WHAT THIS TASK INVOLVES
Reproduce verbatim the lines of the records below that run from the line containing "Spot the sky" down to the line containing "[[272, 21]]", including both of those lines and nothing else.
[start]
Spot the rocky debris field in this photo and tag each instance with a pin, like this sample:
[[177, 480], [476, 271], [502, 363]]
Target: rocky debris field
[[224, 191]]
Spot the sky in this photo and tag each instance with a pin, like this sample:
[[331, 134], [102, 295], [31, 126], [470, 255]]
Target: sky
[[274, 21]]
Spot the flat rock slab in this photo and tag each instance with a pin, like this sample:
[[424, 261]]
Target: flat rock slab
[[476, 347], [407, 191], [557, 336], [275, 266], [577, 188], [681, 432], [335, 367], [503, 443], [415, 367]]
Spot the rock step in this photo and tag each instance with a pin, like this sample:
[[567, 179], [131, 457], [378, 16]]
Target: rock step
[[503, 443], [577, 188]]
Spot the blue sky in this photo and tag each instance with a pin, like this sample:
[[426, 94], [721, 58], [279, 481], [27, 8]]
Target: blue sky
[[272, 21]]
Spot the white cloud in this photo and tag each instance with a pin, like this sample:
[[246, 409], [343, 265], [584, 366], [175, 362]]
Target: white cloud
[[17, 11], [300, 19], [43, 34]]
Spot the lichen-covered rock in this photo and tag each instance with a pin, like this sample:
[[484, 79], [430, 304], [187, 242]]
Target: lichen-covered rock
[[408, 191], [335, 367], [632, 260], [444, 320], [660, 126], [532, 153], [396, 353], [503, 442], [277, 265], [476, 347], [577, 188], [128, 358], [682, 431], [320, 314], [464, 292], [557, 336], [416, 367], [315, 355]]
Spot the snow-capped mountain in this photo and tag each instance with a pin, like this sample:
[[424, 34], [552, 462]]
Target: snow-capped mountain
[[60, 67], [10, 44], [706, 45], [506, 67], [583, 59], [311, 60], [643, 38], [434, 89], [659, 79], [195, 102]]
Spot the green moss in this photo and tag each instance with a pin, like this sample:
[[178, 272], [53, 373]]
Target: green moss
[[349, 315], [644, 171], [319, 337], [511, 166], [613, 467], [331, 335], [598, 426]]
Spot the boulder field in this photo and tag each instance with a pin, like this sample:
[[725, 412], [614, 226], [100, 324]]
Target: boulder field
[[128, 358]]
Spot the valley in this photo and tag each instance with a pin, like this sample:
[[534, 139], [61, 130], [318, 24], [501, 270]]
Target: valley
[end]
OUTPUT FOR THIS EXERCISE
Spot the sky in this photo and tag each instance with a pin, like this sample:
[[331, 134], [102, 295], [31, 126], [470, 255]]
Target: sky
[[274, 21]]
Spot the flat rock slab in this photo and tag each instance with a pin, like this sample:
[[424, 261]]
Target: flat rock slab
[[476, 347], [407, 191], [557, 336], [275, 266], [577, 188], [681, 432], [335, 367], [503, 443], [415, 367]]
Spot the rock step in this photo and tag each instance with a pin, like this sample:
[[567, 179], [131, 457], [378, 16]]
Target: rock step
[[503, 443], [577, 188]]
Spot the blue sky in this photo and tag each instance with a pin, like this sample:
[[426, 94], [721, 58], [279, 481], [27, 8]]
Target: blue sky
[[272, 21]]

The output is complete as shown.